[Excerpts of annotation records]
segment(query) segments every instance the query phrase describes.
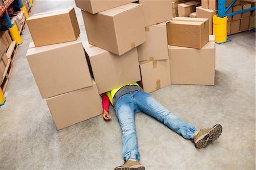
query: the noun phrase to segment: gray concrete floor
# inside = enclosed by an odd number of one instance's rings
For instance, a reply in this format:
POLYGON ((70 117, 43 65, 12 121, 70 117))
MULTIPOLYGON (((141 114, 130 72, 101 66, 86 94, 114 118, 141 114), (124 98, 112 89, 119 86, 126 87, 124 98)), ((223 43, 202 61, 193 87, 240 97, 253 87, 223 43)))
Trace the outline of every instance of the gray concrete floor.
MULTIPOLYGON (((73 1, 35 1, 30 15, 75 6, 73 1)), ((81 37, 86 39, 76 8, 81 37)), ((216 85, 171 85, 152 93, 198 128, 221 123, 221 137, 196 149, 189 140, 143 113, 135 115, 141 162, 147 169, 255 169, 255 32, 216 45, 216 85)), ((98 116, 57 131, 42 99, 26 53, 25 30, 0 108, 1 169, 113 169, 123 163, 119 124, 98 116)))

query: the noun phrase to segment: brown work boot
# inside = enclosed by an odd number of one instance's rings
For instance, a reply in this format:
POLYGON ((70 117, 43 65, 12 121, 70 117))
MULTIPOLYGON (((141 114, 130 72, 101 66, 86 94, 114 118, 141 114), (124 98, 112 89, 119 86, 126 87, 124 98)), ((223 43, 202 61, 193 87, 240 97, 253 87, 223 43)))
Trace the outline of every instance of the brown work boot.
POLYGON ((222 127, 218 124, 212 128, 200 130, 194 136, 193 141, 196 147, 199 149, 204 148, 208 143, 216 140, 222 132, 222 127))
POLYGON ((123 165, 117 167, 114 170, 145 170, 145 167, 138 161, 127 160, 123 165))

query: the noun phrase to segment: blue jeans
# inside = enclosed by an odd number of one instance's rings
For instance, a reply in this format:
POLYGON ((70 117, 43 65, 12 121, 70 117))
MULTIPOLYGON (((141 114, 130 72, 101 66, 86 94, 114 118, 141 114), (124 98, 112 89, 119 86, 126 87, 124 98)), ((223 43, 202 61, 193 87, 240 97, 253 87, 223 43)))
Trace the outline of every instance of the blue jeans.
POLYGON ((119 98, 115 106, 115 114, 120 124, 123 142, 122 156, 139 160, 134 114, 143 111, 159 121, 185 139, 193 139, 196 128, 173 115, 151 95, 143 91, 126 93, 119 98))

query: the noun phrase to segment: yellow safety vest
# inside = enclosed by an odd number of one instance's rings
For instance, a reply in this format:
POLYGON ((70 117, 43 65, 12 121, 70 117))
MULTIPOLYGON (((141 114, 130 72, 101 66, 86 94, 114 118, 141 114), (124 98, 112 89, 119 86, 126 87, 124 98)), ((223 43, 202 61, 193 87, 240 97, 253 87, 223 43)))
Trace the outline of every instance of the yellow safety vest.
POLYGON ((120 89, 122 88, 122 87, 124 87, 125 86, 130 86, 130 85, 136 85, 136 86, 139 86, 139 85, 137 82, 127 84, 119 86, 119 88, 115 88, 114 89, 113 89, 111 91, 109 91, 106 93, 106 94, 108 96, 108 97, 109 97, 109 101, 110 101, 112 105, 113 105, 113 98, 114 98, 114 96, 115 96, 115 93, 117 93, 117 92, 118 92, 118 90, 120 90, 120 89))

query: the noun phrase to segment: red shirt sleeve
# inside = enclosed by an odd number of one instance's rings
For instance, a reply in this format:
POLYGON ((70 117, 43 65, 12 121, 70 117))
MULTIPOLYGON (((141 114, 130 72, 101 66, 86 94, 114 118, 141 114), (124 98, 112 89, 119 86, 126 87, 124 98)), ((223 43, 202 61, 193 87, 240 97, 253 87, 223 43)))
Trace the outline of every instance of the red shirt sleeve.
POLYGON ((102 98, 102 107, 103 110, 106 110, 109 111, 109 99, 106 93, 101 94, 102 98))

---

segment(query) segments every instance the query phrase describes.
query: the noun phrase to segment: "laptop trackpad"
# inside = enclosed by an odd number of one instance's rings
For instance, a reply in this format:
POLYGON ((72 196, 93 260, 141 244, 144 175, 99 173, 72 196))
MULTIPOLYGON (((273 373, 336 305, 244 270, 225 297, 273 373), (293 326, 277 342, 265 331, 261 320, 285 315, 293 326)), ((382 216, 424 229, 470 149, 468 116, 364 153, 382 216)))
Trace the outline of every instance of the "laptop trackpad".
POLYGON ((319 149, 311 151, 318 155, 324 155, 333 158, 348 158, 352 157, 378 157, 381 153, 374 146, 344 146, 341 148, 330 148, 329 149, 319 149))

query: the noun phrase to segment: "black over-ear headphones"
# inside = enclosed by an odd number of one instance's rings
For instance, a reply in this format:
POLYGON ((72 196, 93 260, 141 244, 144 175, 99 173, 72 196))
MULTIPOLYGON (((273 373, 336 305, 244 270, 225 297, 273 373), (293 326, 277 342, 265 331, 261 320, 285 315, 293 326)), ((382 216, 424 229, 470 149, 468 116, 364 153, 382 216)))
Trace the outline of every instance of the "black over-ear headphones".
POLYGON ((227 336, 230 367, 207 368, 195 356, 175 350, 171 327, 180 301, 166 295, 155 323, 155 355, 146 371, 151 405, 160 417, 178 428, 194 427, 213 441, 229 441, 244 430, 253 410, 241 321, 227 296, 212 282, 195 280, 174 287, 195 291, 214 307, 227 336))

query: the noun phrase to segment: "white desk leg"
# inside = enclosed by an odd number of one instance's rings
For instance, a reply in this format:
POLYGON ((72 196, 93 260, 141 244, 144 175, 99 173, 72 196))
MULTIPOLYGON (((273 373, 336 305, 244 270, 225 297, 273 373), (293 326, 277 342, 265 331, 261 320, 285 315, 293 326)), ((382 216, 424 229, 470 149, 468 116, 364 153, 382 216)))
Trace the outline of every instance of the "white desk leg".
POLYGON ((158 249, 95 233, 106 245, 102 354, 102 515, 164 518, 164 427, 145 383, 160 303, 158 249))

* _REQUIRED WORK_:
Gather and copy out every line of the rows above that contains the string "over". Treat uppercase and lowercase as different.

* _SOLUTION BELOW_:
query: the noun phrase to segment: "black over-ear headphones"
Trace the outline of every instance of the "black over-ear headphones".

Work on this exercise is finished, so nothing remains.